■ Data pulled from a collection
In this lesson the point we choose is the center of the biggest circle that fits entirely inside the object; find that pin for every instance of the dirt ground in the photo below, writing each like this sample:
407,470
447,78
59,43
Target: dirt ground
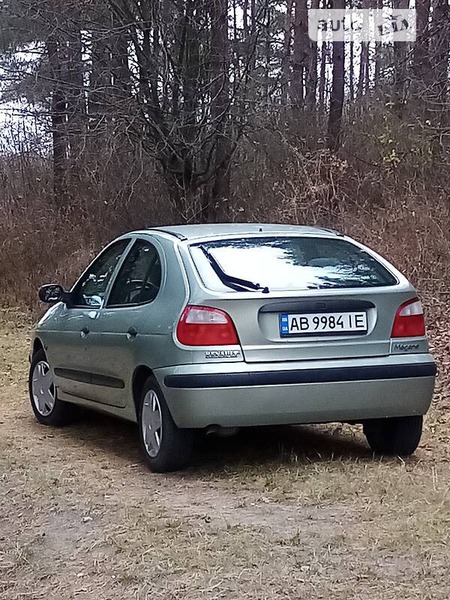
284,513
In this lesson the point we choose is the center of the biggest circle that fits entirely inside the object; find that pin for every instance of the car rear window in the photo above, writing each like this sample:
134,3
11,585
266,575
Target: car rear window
290,263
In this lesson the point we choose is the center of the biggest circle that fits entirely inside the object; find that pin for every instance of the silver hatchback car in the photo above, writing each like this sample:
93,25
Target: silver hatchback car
223,326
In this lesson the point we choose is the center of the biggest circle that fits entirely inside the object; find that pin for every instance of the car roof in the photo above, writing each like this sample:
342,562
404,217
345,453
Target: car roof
215,230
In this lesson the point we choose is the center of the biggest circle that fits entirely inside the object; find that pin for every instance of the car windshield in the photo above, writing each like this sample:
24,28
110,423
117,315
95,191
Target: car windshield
287,263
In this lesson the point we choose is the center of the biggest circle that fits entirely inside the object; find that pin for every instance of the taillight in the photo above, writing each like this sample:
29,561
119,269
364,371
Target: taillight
206,326
409,321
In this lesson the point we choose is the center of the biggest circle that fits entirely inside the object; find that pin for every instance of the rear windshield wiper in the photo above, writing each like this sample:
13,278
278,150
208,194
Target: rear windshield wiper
235,283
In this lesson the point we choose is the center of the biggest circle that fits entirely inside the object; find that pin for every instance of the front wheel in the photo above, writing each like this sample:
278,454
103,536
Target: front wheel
396,436
165,446
47,409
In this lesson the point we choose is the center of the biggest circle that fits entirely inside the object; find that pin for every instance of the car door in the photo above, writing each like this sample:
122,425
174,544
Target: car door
68,352
118,330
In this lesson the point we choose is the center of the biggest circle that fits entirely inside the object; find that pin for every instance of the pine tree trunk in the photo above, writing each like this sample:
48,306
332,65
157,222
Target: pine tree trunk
337,92
217,203
58,120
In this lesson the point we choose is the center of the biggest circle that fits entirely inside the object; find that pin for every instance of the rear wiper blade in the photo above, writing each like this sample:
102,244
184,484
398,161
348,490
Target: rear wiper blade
235,283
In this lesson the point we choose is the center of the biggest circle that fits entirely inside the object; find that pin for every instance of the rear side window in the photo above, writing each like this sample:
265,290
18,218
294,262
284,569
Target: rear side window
139,278
298,263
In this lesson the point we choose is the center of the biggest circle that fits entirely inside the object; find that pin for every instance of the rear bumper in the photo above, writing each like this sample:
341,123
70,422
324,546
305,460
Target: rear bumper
240,394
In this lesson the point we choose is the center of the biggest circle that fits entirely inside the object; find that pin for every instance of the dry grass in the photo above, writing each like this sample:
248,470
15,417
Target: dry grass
276,514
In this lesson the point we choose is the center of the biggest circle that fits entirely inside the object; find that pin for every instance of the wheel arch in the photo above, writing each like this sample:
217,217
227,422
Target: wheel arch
140,376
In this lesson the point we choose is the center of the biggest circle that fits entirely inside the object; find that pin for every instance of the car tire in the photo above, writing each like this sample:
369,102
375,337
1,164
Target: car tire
47,409
398,436
165,446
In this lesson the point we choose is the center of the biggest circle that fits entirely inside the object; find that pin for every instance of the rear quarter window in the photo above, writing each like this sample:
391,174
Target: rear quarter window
292,263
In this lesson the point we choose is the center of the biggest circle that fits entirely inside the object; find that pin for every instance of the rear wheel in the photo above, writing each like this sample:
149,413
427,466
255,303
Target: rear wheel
398,436
165,446
47,408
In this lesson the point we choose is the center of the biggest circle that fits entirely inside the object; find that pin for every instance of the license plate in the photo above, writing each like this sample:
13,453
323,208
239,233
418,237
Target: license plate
323,323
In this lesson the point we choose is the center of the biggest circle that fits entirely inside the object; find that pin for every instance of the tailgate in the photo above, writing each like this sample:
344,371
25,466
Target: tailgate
313,327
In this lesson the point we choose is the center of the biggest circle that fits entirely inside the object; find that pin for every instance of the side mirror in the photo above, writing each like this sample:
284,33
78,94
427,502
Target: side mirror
52,292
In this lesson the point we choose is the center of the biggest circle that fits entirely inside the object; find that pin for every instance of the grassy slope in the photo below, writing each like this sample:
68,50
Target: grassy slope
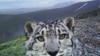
13,48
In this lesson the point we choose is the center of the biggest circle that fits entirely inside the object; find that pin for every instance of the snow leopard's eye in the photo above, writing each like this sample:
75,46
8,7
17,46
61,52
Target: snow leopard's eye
40,38
63,36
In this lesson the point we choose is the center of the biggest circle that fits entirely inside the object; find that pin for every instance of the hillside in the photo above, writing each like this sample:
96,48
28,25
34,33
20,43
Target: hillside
86,29
13,48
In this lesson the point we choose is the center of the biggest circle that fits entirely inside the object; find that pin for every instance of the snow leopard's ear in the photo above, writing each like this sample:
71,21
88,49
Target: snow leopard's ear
69,22
29,28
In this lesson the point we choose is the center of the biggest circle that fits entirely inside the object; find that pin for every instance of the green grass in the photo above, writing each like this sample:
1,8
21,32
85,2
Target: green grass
13,48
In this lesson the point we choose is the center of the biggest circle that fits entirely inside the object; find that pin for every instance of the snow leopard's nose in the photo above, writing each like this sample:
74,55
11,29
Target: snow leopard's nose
53,53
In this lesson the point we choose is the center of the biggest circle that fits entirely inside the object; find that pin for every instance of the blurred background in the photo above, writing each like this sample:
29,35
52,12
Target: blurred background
14,14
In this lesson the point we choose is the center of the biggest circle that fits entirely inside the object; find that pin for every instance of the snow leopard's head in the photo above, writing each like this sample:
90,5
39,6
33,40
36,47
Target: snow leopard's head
49,39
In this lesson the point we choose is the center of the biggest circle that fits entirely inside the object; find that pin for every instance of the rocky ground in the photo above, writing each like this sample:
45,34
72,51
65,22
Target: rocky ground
88,31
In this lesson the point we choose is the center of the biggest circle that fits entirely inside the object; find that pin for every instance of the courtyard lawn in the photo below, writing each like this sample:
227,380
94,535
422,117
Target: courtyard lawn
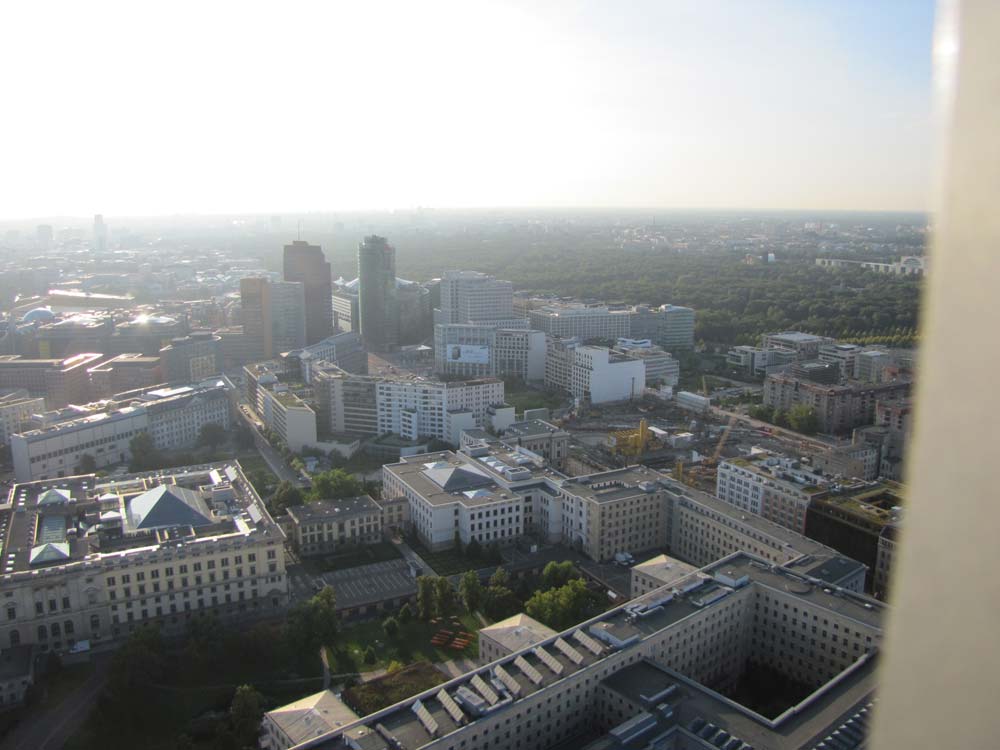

■ Task prompt
Retype all of the material above word for word, leaving out the pictures.

■ Expected answer
In this lesson the point we choose is the center of the biggest circle that fits entirely inside the object; find that pin for every instance of the dirt ground in the photo below, writing each like this sample:
407,470
447,78
59,43
Target: dirt ground
284,513
In this lesson the point we choose is the center of the biggest circle that fits entirely inside the object; find that pin for every instance of the car rear window in the photo above, writing each like this sample:
134,3
11,585
266,575
Target: car rear window
290,263
In this lesson the point we choose is the center of the biggest circle that fits entirely inside the object; find that pin for every instance of the silver hatchback car in the photo above, writing each like this sample:
93,25
Target: silver hatchback car
223,326
In this lesson the point we choose is the center of the biggest circle that fits entirely inside the object; find that pin for every instance of the car roof in the photo above, writing each like this sample:
342,562
404,217
345,453
Target: car roof
215,230
In this lesson the point we choose is the center of the biggest circle that fits entirely inside the object; find that pin for every instance of the car windshield in the photo above, writing each like this sample:
24,28
110,423
117,315
95,191
Target: car windshield
287,263
In this lesson the point we choose is the center of the biggest circle that fits entirely inside the object; find that pin for every instance of the taillight in the photo above, writing each like this sample:
29,561
119,269
364,371
Target: taillight
206,326
409,321
In this lesson the point we choose is the center of the biggest circle that fits entirely inside the object; find that pin for every instance of the rear windshield wiper in the photo above, writing each like this sample:
13,278
278,150
208,194
Target: rear windshield wiper
235,283
In this lesson the point we choose is the center of the biggest circle that fits entirely inside the object; find that pin for every instance of the front wheel in the photo above, writing each like this sample:
278,454
103,536
Target: front wheel
396,436
165,446
47,409
In this lesson the point we choose is the center of the biggest circle that fits entirely inside the object; find that pin for every instance of the car door in the photo above, writing each like this sample:
122,425
174,544
Target: car door
68,352
118,330
In this lesson the point we choose is the center of the biggest circle that fits entirely inside the object; find that pin for every instance of the pine tree trunk in the photo above, writing each like this sample:
48,306
332,65
157,222
Target: pine tree trunk
337,92
217,203
58,120
In this lesson the point we choose is the center of the biggest circle that fits entirely inside the object; find that pin for every instance of the rear wiper blade in the photo above, writing each like this sample:
102,244
184,484
398,161
348,490
Target: rear wiper blade
235,283
In this lesson the point we choose is the center of the biggest circle that fits entirely inside the object; find that pin for every instance of the rear side window in the photo above, writing each like this sample:
265,290
18,218
294,262
284,569
Target: rear side window
139,278
298,263
In this lesson the point we choose is the center of the biggest circle that fits entirely inside the object; find that pin for every instance of the rear bumper in the photo above, writing each like this sample:
341,123
70,422
324,546
305,460
Target: rear bumper
240,394
In this lesson the point we choose is the center of the biggest circle that fits entirely inside the object; find that pin for every instance of the dry grass in the photo above, writing each like this sample:
248,470
15,417
Target: dry grass
276,514
In this lesson the point we choose is the center of the biggest circle that fits entirely inside the object; find that pin for every instance of the wheel arch in the photo above, writing each like this sample:
217,217
227,422
Target: wheel arch
140,376
In this lesson the point we choose is the center of the biggest circle that fits entirely inside the object; find that pin for every instance of the car tire in the photo above, writing each like this sample:
369,102
375,337
1,164
Target: car tire
47,409
398,436
165,446
In this lesson the point we choose is the center of the biggest circle that fits entirely inside the object; find that pin for every instance of the rear quarter window in the photo above, writing each like this sample:
391,174
Target: rear quarter window
292,263
In this lesson the point we choose is the center of the biggest circle that fits entirely inside the object; find that pin for every instance of the rear wheel in the photo above, writing each like this sample:
149,413
427,466
255,303
Target: rear wheel
398,436
165,446
47,408
In this lesson the point we choose is the center of the biggest circle that fits entirely inside the object; find that pin for every instance of the license plate in the photo above, writing each like this sample:
13,453
323,208
239,233
418,237
Target: license plate
323,323
In this lesson the point we choose is the center of the biggest circle that fits entirely inside the object; find that pin for every instance of the tailgate in the photo above, writing each like this sample:
344,371
25,466
Target: tailgate
313,327
In this lesson the point we choose is the center of the biggest circle that fits entirely inside the object; find that pin for every instance of the side mirror in the photo above, writing each like this sample:
284,33
78,94
427,502
Target: side mirror
52,292
In this lesson the point we choose is the center of the biggest circle that fits entirely inside the object; find that pin for every instance of the grassy slope in the photo below, writing each like this sample:
68,50
Target: grassy slope
13,48
In this lesson the point we choose is the center of the biggest circle that fits entirely inside the object; find that pin for every instance of the snow leopard's eye in the photo above, writing each like this sample:
75,46
8,7
17,46
61,52
Target: snow leopard's eye
40,38
63,36
In this lesson the point we choose is the center of the biggest circle that fits entirely inside the object; find that pin for every instance of the hillside in the photo above, writing each like this sample:
96,48
28,25
34,33
20,43
Target: hillside
86,29
13,48
In this lesson the point we choose is the center of the biggest circle that fits entirely inside the object; find that pin for every instance of the snow leopard's ear in the photo above, writing each like this sample:
71,21
88,49
Target: snow leopard's ear
69,22
29,28
In this lesson the point we choose is the center of the biggest circle that fits entirely inside the object; find that pin for every instance of the green grass in the photo above, writing each like this sample:
1,8
21,32
85,2
Target: green grass
13,48
In this lesson the point we choose is the center of the biggest circle that fits entirely inside the object; find that pin for every instance of the snow leopard's nose in the photo above, writing each like this sample:
74,55
11,29
Target: snow leopard's nose
53,53
In this lesson the point we choose is the center of the biggest circle that fits entirely inside the object; find that pin for every instance of the blurred background in the photo above, writing each like this sample:
29,35
52,12
Target: blurred background
14,14
In this lesson the point we choose is the center of the biggest circle that fits entirely inside the object; find that pin for every instance of the snow leopard's head in the photo above, writing each like this sample:
90,5
39,6
33,40
36,47
Target: snow leopard's head
49,39
In this lesson the point we choose is the center of the biggest circle that fits entirely inside the object; find that pin for every instance of the rocky ground in the photo above, writing each like this sample:
45,34
72,51
65,22
Target: rocky ground
88,31
In this lesson the point we choose is the center of the biggest circle that fits entirely inside the object; find that pin for every instance of the courtyard lawn in the photo below, writing each like this sample:
227,380
94,535
422,117
Target: courtyard lawn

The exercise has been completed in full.